Brief:
Translate this sentence from the article on AI inventions and patents into Spanish: "It seems AI can generate inventions that a human alone would not."

Quoted passage:

Dramatic progress by machine learning in fundamental tasks, such as image and language recognition, has triggered an explosion of artificial intelligence (AI) applications from self-driving cars to medical diagnostic tools.
According to a UK IP Office (UKIPO) report, “Artificial Intelligence: A worldwide overview of AI patents and patenting by the UK AI sector”, published patent applications relating to AI have risen 400% over the past decade. Elsewhere, the World Intellectual Property Organisation (WIPO) has begun a series of “conversations” over AI and IP. A recurring theme is whether creations by AI should be protected by copyright, design right, patents, or new sui generis rights—or not at all.
There are well-known “arguable” examples of invention by AI, such as an unusual but effective antenna designed for NASA in 2004 by “evolutionary” software, and at least one patent granted has been attributed to an inventive AI. US patent number 6,847,851, granted in 2005, covers a circuit design that the named inventor, John Koza, later revealed was designed by genetic programming.
These and other examples were collected more than a decade ago in Robert Plotkin’s “The Genie in the Machine: How Computer-automated Inventing is Revolutionizing Law and Business” (2009).
AI can generate inventions humans cannot
It seems AI can generate inventions that a human alone would not. For his book, Plotkin interviewed Gregory Hornby, a scientist at NASA Ames Research Centre, about the antenna design and was told: “No human engineer would have thought of an antenna that looked so crazy, yet the antenna works better than previous human designs.”
There has been no exploration so far in case law of the boundary between AI-assisted invention and invention by AI, and there is debate over whether autonomous inventions by AI are a realistic prospect.
For example, representatives of IBM and the International Association for the Protection of Intellectual Property raised doubts at the second WIPO conversation on AI and IP. Meanwhile, the WIPO has noted the potential need to agree definitions for “AI-generated”, “autonomously generated by AI”, “AI-assisted”, etc.
“Applying established procedure, the UK examiner did not question the applicant’s statement that Dabus was the inventor.”
Matt Hervey, Gowling WLG
The Artificial Inventor Project led by Ryan Abbott at the University of Surrey in the UK is pursuing patent applications naming “Dabus” (Device for the Autonomous Bootstrapping of Unified Sentience) as the sole inventor, an AI application created by physicist Stephen Thaler.
Significantly, care was taken to create circumstances in which the inventions are said to have been autonomously generated by the AI. The applications have been rejected by the US Patent and Trademark Office, the European Patent Office and UKIPO, but these are under appeal, and applications are pending in Canada, China, Germany, India, Israel, Japan, South Korea and Taiwan.
Protecting inventions by AI
The Dabus project is a brilliant attempt to further the debate on inventive AI, driving close scrutiny of patent law, but the scope of the decisions has largely been limited to confirming that patent laws were not intended to protect inventions by AI.

Material supplied:

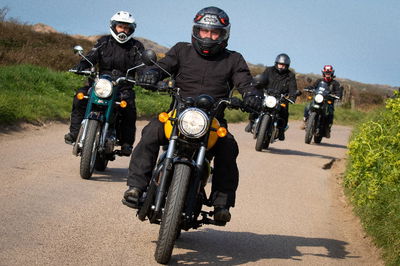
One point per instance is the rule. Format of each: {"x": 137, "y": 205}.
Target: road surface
{"x": 290, "y": 210}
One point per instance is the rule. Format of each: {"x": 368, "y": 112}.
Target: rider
{"x": 279, "y": 80}
{"x": 115, "y": 54}
{"x": 335, "y": 88}
{"x": 203, "y": 66}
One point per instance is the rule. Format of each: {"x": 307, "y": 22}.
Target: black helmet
{"x": 210, "y": 18}
{"x": 282, "y": 59}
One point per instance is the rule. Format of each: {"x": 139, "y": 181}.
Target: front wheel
{"x": 171, "y": 219}
{"x": 89, "y": 150}
{"x": 310, "y": 128}
{"x": 263, "y": 138}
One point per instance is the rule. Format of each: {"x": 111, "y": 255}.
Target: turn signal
{"x": 80, "y": 96}
{"x": 163, "y": 117}
{"x": 123, "y": 104}
{"x": 222, "y": 132}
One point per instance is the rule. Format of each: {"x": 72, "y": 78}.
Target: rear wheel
{"x": 89, "y": 150}
{"x": 310, "y": 128}
{"x": 171, "y": 219}
{"x": 263, "y": 137}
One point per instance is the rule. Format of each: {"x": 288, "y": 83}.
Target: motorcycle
{"x": 321, "y": 107}
{"x": 97, "y": 137}
{"x": 176, "y": 193}
{"x": 266, "y": 126}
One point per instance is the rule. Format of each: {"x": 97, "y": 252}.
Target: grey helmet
{"x": 282, "y": 59}
{"x": 124, "y": 18}
{"x": 210, "y": 18}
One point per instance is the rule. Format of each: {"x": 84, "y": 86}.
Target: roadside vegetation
{"x": 373, "y": 178}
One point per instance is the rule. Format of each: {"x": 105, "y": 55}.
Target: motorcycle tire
{"x": 317, "y": 139}
{"x": 263, "y": 137}
{"x": 171, "y": 219}
{"x": 89, "y": 150}
{"x": 310, "y": 128}
{"x": 101, "y": 163}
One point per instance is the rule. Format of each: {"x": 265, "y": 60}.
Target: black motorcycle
{"x": 176, "y": 193}
{"x": 320, "y": 108}
{"x": 266, "y": 126}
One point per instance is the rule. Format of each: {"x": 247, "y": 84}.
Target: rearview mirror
{"x": 78, "y": 49}
{"x": 149, "y": 57}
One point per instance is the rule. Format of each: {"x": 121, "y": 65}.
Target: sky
{"x": 360, "y": 38}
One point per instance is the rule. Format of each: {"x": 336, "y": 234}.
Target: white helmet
{"x": 125, "y": 18}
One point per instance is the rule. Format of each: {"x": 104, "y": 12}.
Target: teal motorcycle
{"x": 97, "y": 139}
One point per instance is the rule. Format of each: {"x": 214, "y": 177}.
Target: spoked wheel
{"x": 310, "y": 127}
{"x": 171, "y": 219}
{"x": 89, "y": 150}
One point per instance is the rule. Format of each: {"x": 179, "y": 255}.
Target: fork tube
{"x": 167, "y": 169}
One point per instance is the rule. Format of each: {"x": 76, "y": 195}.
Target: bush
{"x": 373, "y": 178}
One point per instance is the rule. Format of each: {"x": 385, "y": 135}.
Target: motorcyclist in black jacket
{"x": 328, "y": 75}
{"x": 279, "y": 80}
{"x": 114, "y": 54}
{"x": 203, "y": 66}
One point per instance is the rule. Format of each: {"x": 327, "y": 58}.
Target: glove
{"x": 253, "y": 101}
{"x": 149, "y": 77}
{"x": 80, "y": 67}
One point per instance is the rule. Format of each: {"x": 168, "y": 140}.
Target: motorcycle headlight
{"x": 103, "y": 88}
{"x": 193, "y": 123}
{"x": 319, "y": 98}
{"x": 270, "y": 101}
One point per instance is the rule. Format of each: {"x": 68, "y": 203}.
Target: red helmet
{"x": 328, "y": 73}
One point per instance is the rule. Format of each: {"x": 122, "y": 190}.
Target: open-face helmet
{"x": 126, "y": 18}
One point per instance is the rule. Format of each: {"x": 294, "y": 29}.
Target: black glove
{"x": 253, "y": 101}
{"x": 150, "y": 77}
{"x": 80, "y": 67}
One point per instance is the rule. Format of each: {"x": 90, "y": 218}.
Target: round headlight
{"x": 319, "y": 98}
{"x": 193, "y": 123}
{"x": 270, "y": 101}
{"x": 103, "y": 88}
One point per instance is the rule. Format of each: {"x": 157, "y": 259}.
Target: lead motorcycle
{"x": 97, "y": 138}
{"x": 176, "y": 193}
{"x": 266, "y": 126}
{"x": 321, "y": 107}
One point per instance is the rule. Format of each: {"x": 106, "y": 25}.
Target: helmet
{"x": 210, "y": 18}
{"x": 328, "y": 73}
{"x": 282, "y": 59}
{"x": 124, "y": 18}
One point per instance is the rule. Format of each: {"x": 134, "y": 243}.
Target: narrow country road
{"x": 290, "y": 210}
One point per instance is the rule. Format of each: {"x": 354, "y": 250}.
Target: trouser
{"x": 225, "y": 178}
{"x": 283, "y": 115}
{"x": 127, "y": 125}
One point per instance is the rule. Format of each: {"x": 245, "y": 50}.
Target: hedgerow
{"x": 373, "y": 178}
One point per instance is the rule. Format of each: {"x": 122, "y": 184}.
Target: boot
{"x": 222, "y": 214}
{"x": 131, "y": 197}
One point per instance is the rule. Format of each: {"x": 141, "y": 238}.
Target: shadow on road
{"x": 332, "y": 145}
{"x": 299, "y": 153}
{"x": 235, "y": 248}
{"x": 111, "y": 175}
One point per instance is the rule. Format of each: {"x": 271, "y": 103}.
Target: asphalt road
{"x": 289, "y": 209}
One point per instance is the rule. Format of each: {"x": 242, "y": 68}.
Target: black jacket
{"x": 111, "y": 55}
{"x": 281, "y": 83}
{"x": 334, "y": 87}
{"x": 215, "y": 76}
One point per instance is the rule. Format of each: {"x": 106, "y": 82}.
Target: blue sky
{"x": 360, "y": 38}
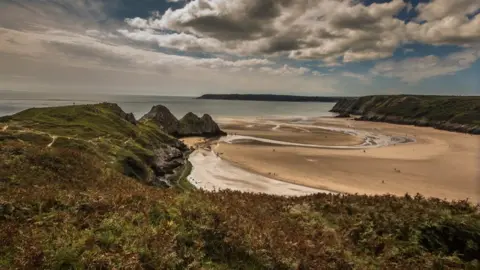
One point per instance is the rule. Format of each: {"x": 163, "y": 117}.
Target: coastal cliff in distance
{"x": 452, "y": 113}
{"x": 283, "y": 98}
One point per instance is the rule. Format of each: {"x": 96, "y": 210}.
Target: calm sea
{"x": 13, "y": 102}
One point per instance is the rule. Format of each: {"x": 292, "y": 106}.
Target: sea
{"x": 12, "y": 102}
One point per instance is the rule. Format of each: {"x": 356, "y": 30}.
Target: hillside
{"x": 461, "y": 114}
{"x": 75, "y": 194}
{"x": 255, "y": 97}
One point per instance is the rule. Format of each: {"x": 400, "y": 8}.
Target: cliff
{"x": 460, "y": 114}
{"x": 79, "y": 190}
{"x": 283, "y": 98}
{"x": 189, "y": 125}
{"x": 137, "y": 150}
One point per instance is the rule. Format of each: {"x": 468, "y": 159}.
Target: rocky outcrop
{"x": 113, "y": 107}
{"x": 189, "y": 125}
{"x": 130, "y": 118}
{"x": 192, "y": 125}
{"x": 162, "y": 116}
{"x": 458, "y": 114}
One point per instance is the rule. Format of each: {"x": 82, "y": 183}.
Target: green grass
{"x": 453, "y": 109}
{"x": 183, "y": 182}
{"x": 70, "y": 207}
{"x": 100, "y": 130}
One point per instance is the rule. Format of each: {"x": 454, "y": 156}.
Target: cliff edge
{"x": 452, "y": 113}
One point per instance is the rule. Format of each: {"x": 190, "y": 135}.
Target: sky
{"x": 189, "y": 48}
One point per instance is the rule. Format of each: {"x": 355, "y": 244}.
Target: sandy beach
{"x": 434, "y": 163}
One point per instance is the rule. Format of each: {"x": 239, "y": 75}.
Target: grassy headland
{"x": 69, "y": 205}
{"x": 454, "y": 113}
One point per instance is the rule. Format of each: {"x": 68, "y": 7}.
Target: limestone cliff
{"x": 460, "y": 114}
{"x": 189, "y": 125}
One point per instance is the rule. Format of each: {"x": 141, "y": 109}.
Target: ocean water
{"x": 13, "y": 102}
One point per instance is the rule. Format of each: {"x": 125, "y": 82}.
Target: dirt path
{"x": 54, "y": 138}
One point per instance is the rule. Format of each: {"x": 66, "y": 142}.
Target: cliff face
{"x": 460, "y": 114}
{"x": 106, "y": 133}
{"x": 189, "y": 125}
{"x": 162, "y": 117}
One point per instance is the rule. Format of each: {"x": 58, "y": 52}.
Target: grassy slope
{"x": 461, "y": 110}
{"x": 62, "y": 208}
{"x": 96, "y": 129}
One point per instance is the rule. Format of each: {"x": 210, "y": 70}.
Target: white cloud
{"x": 345, "y": 30}
{"x": 416, "y": 69}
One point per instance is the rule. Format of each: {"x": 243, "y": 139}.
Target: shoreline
{"x": 424, "y": 165}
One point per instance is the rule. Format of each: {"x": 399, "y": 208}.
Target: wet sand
{"x": 438, "y": 164}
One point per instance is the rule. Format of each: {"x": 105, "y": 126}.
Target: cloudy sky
{"x": 304, "y": 47}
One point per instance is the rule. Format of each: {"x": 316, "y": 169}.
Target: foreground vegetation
{"x": 64, "y": 207}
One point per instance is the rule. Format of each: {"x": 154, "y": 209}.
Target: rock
{"x": 192, "y": 125}
{"x": 117, "y": 110}
{"x": 162, "y": 116}
{"x": 189, "y": 125}
{"x": 343, "y": 115}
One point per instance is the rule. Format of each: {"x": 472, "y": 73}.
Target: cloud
{"x": 348, "y": 31}
{"x": 439, "y": 9}
{"x": 301, "y": 29}
{"x": 361, "y": 77}
{"x": 412, "y": 70}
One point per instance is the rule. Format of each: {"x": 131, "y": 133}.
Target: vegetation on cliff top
{"x": 101, "y": 130}
{"x": 63, "y": 207}
{"x": 449, "y": 109}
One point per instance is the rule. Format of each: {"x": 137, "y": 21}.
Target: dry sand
{"x": 439, "y": 164}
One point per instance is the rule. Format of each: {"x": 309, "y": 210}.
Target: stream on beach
{"x": 210, "y": 172}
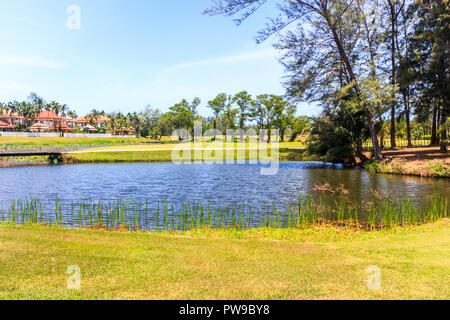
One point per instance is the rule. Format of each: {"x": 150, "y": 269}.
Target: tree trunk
{"x": 408, "y": 119}
{"x": 444, "y": 143}
{"x": 393, "y": 80}
{"x": 433, "y": 127}
{"x": 438, "y": 126}
{"x": 373, "y": 134}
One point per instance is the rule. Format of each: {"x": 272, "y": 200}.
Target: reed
{"x": 307, "y": 211}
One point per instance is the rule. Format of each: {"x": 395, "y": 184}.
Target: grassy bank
{"x": 414, "y": 161}
{"x": 26, "y": 143}
{"x": 320, "y": 263}
{"x": 421, "y": 168}
{"x": 163, "y": 153}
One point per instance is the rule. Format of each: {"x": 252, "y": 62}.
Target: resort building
{"x": 11, "y": 118}
{"x": 6, "y": 126}
{"x": 85, "y": 123}
{"x": 49, "y": 121}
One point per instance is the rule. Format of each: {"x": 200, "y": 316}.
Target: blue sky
{"x": 129, "y": 54}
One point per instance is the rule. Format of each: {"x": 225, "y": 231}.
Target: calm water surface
{"x": 224, "y": 184}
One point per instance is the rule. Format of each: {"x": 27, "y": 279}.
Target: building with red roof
{"x": 6, "y": 126}
{"x": 50, "y": 119}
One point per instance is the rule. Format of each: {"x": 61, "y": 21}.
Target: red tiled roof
{"x": 48, "y": 115}
{"x": 5, "y": 125}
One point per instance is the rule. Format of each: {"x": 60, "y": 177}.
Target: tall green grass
{"x": 160, "y": 216}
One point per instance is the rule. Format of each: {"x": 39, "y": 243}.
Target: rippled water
{"x": 224, "y": 184}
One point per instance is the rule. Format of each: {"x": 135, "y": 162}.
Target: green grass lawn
{"x": 285, "y": 154}
{"x": 288, "y": 151}
{"x": 14, "y": 143}
{"x": 321, "y": 263}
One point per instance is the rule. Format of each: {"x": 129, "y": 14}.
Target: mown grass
{"x": 290, "y": 151}
{"x": 319, "y": 263}
{"x": 422, "y": 168}
{"x": 15, "y": 143}
{"x": 155, "y": 155}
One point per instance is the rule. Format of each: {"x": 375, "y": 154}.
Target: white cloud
{"x": 13, "y": 86}
{"x": 267, "y": 53}
{"x": 34, "y": 62}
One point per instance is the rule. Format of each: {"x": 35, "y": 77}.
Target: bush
{"x": 440, "y": 169}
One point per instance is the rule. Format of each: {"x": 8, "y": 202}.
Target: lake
{"x": 224, "y": 184}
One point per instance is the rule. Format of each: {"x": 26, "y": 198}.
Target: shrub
{"x": 440, "y": 169}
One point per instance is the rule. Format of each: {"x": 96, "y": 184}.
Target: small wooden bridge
{"x": 30, "y": 154}
{"x": 54, "y": 157}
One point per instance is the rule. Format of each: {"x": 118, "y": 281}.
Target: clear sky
{"x": 129, "y": 54}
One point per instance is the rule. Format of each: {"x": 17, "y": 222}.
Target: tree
{"x": 339, "y": 133}
{"x": 218, "y": 105}
{"x": 184, "y": 114}
{"x": 300, "y": 126}
{"x": 432, "y": 60}
{"x": 244, "y": 100}
{"x": 230, "y": 115}
{"x": 321, "y": 47}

Completed task:
Parece que la IA puede generar invenciones que un ser humano por sí solo no generaría.